Actions to take:
**A.** Which composers does the Lutyens article name as having works on A Box of Delights? List them all.
**B.** Update the rows from the line with "arm with a single point per instance." up to and including the line with "floodwater with a single point per instance." by replacing "position" with "location". Return only those lines, with nothing else changed.

Elisabeth Lutyens: En Voyage – suite for orchestra.
 
Introduction
 
Much has been written about the relative unapproachability of Elisabeth Lutyens’ music. I have often told the story of how hearing a performance of her O saisons, O châteaux! (1946) put me off her work for nearly thirty years. I felt that it was the most appalling piece I had heard up to that time. However, a few years ago I got a surprise: I bought a DVD of British Transport Films. One of these attractive pieces of ephemera from the nineteen-fifties was an advertising ‘featurette’ for the Midlands entitled The Heart of England (1954). It was not until watching the film and being impressed with the ‘score’ that I wound back the disc and discovered that the music was by ‘Twelve-Tone Lizzie’. All artists have to make a living: Lutyens used the medium of films to augment her income. Yet, whilst watching this ‘bucolic’ film, it was hard not to imagine that the ‘lady doth protest too much’ with her condemnation of the ‘cow-pat’ school of music. Any of that happy band of ‘clod-hoppers’ would have been delighted to have penned this attractive and picturesque commentary on one of many beautiful haunts in England.
 
Elisabeth Lutyens tended to repudiate her ‘light music’. Nevertheless, there are over a hundred film scores, many of which feature ‘traditional and approachable’ music rather than dodecaphonic explorations. Furthermore, there are sundry examples of ‘light music’ dotted throughout her catalogue.
 
In 2007, Lyrita Records gave listeners a surprise. They released an excellent sampler of ‘bon-bons’ with the John Masefield-inspired title of A Box of Delights. This featured works by Cecil Armstrong Gibbs, Granville Bantock, Phyllis Tate and Samuel Coleridge Taylor. Amongst these delicious gems was short suite called En Voyage by Elisabeth Lutyens.
 
Composition and Content
 
The years 1943/5 called forth a number of disparate works from Lutyens’ pen, however the style of much of that period’s production was, in her terms ‘tonal’. There were the film scores for Jungle Mariners and Bustle for WAAFs. She wrote a suite entitled Proud City in honour of London, which had ‘come through’ the Blitz. Art music included the Petite Suite and the Divertissement for percussion and strings. Lutyens also completed the important Chamber Concerto III for bassoon, strings and percussion – which is a serial work.

Data in this exercise:
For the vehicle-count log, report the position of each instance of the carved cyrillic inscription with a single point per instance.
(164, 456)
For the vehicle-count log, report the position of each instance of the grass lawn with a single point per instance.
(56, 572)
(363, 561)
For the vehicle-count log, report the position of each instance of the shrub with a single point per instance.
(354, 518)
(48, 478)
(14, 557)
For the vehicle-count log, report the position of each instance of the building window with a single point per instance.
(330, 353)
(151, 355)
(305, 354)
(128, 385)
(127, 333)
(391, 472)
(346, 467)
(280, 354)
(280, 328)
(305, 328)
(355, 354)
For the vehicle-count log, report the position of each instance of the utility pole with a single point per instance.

==

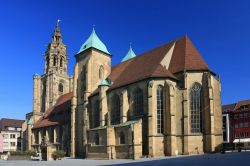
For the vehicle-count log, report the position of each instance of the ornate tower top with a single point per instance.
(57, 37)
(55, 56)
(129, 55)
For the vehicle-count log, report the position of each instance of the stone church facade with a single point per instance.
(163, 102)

---

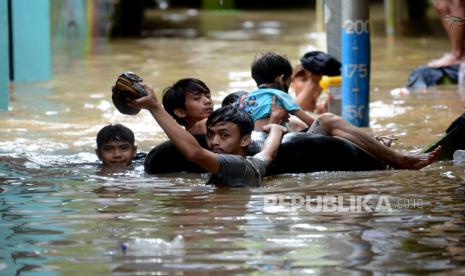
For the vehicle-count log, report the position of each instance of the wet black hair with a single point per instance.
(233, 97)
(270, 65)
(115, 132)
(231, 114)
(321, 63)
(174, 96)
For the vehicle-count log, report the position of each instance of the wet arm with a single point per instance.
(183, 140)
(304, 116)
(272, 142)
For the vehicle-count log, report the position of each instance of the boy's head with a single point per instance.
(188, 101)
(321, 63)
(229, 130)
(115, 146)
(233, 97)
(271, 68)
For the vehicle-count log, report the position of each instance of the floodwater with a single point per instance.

The answers:
**A.** Cecil Armstrong Gibbs, Granville Bantock, Phyllis Tate, Samuel Coleridge Taylor, Elisabeth Lutyens

**B.**
For the vehicle-count log, report the location of each instance of the wet arm with a single point per instance.
(183, 140)
(304, 116)
(272, 142)
For the vehicle-count log, report the location of each instance of the boy's head with a single point per instance.
(188, 101)
(321, 63)
(229, 130)
(115, 146)
(233, 97)
(271, 68)
For the vehicle-count log, report the location of each instance of the floodwater with a single point per instance.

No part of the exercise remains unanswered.